== Data shown
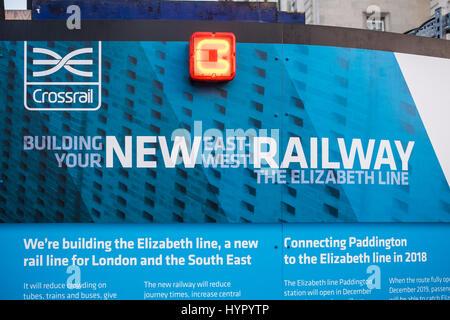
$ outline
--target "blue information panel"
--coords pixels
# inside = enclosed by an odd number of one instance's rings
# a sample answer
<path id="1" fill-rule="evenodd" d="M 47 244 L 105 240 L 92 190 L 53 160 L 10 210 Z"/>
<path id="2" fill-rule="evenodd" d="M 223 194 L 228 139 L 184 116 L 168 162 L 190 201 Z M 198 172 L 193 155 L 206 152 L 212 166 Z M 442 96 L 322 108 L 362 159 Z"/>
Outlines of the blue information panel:
<path id="1" fill-rule="evenodd" d="M 2 299 L 450 296 L 448 226 L 1 226 Z"/>
<path id="2" fill-rule="evenodd" d="M 237 40 L 0 42 L 0 298 L 450 297 L 450 60 Z"/>

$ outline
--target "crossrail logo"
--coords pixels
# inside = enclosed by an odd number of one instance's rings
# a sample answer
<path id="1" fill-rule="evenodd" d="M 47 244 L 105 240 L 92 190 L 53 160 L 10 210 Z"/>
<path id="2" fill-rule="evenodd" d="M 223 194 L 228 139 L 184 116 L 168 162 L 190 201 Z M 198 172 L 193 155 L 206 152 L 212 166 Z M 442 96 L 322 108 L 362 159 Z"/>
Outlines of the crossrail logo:
<path id="1" fill-rule="evenodd" d="M 24 106 L 30 111 L 95 111 L 101 106 L 101 42 L 24 42 Z M 55 49 L 57 47 L 57 50 Z M 59 51 L 59 52 L 57 52 Z M 61 54 L 61 51 L 66 51 Z"/>

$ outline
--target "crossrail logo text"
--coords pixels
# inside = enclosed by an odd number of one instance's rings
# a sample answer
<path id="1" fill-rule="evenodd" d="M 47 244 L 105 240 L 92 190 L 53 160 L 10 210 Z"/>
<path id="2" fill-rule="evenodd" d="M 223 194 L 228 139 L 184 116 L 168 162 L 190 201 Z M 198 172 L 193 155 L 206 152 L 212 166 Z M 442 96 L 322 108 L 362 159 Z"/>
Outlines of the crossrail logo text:
<path id="1" fill-rule="evenodd" d="M 24 43 L 26 109 L 94 111 L 100 108 L 101 42 L 73 48 L 77 44 L 61 42 L 59 50 L 50 50 L 41 45 Z M 57 52 L 62 50 L 67 53 L 62 55 Z"/>

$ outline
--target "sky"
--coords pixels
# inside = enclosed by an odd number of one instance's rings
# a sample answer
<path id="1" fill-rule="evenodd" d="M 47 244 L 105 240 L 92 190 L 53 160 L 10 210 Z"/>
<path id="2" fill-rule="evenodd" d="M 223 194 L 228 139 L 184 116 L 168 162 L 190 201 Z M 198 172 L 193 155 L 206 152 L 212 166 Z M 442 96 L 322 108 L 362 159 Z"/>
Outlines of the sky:
<path id="1" fill-rule="evenodd" d="M 5 0 L 5 10 L 26 10 L 27 0 Z"/>

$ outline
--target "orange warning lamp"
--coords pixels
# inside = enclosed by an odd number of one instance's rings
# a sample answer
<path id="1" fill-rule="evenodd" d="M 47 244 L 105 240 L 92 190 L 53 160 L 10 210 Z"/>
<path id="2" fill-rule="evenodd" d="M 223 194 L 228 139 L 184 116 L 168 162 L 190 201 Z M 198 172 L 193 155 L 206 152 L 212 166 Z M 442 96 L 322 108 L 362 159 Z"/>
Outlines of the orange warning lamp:
<path id="1" fill-rule="evenodd" d="M 228 32 L 195 32 L 189 47 L 191 78 L 228 81 L 236 74 L 236 37 Z"/>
====
## [Instructions to follow]
Reproduce all of the data above line for line, without changing anything, and omit the pictures from your output.

## [Result for this task]
$ outline
--target "blue information panel"
--coords pixels
# inside = enclosed by an odd number of one instance's rings
# a sample answer
<path id="1" fill-rule="evenodd" d="M 47 244 L 105 240 L 92 190 L 53 160 L 10 210 Z"/>
<path id="2" fill-rule="evenodd" d="M 223 194 L 228 139 L 184 116 L 168 162 L 190 201 Z M 198 172 L 193 155 L 206 152 L 212 166 Z M 442 96 L 322 108 L 362 159 Z"/>
Outlines of the blue information panel:
<path id="1" fill-rule="evenodd" d="M 2 299 L 450 296 L 448 226 L 1 226 Z"/>
<path id="2" fill-rule="evenodd" d="M 237 40 L 0 42 L 0 298 L 450 297 L 450 60 Z"/>

$ outline
--target "crossrail logo"
--coords pixels
# inside = enclosed by an odd number of one instance's rings
# a sample answer
<path id="1" fill-rule="evenodd" d="M 47 244 L 105 240 L 92 190 L 53 160 L 10 210 Z"/>
<path id="2" fill-rule="evenodd" d="M 223 194 L 228 139 L 184 116 L 168 162 L 190 201 Z M 198 172 L 193 155 L 206 152 L 212 166 Z M 442 96 L 322 108 L 362 159 Z"/>
Outlines of the crossrail logo:
<path id="1" fill-rule="evenodd" d="M 24 106 L 30 111 L 95 111 L 101 106 L 101 42 L 24 42 Z M 55 49 L 57 47 L 57 50 Z M 59 51 L 59 52 L 57 52 Z M 61 54 L 61 51 L 66 51 Z"/>

$ outline
--target "crossrail logo text"
--coords pixels
# inside = enclosed by an odd number of one instance's rings
# a sample answer
<path id="1" fill-rule="evenodd" d="M 47 244 L 105 240 L 92 190 L 53 160 L 10 210 Z"/>
<path id="2" fill-rule="evenodd" d="M 223 194 L 228 139 L 184 116 L 168 162 L 190 201 Z M 198 172 L 193 155 L 206 152 L 212 166 Z M 442 96 L 322 108 L 362 159 Z"/>
Outlines of the crossrail logo text:
<path id="1" fill-rule="evenodd" d="M 24 43 L 26 109 L 94 111 L 100 108 L 101 42 L 73 48 L 77 44 L 61 42 L 59 50 L 50 50 L 41 45 Z M 57 52 L 62 50 L 67 53 L 62 55 Z"/>

$ outline
--target "sky"
--coords pixels
# inside = enclosed by an odd number of one instance's rings
# a sample answer
<path id="1" fill-rule="evenodd" d="M 47 244 L 105 240 L 92 190 L 53 160 L 10 210 Z"/>
<path id="2" fill-rule="evenodd" d="M 223 194 L 228 139 L 184 116 L 168 162 L 190 201 Z M 198 172 L 193 155 L 206 152 L 212 166 Z M 442 96 L 322 108 L 362 159 Z"/>
Outlines of the sky:
<path id="1" fill-rule="evenodd" d="M 5 0 L 5 10 L 26 10 L 27 0 Z"/>

$ outline
--target "orange warning lamp"
--coords pixels
# inside = enclosed by an odd number of one instance's rings
# a sample answer
<path id="1" fill-rule="evenodd" d="M 47 244 L 105 240 L 92 190 L 53 160 L 10 210 Z"/>
<path id="2" fill-rule="evenodd" d="M 223 194 L 228 139 L 184 116 L 168 162 L 190 201 Z M 198 172 L 193 155 L 206 152 L 212 166 Z M 442 96 L 322 108 L 362 159 Z"/>
Outlines of the orange warning lamp:
<path id="1" fill-rule="evenodd" d="M 228 32 L 195 32 L 189 47 L 191 78 L 228 81 L 236 74 L 236 37 Z"/>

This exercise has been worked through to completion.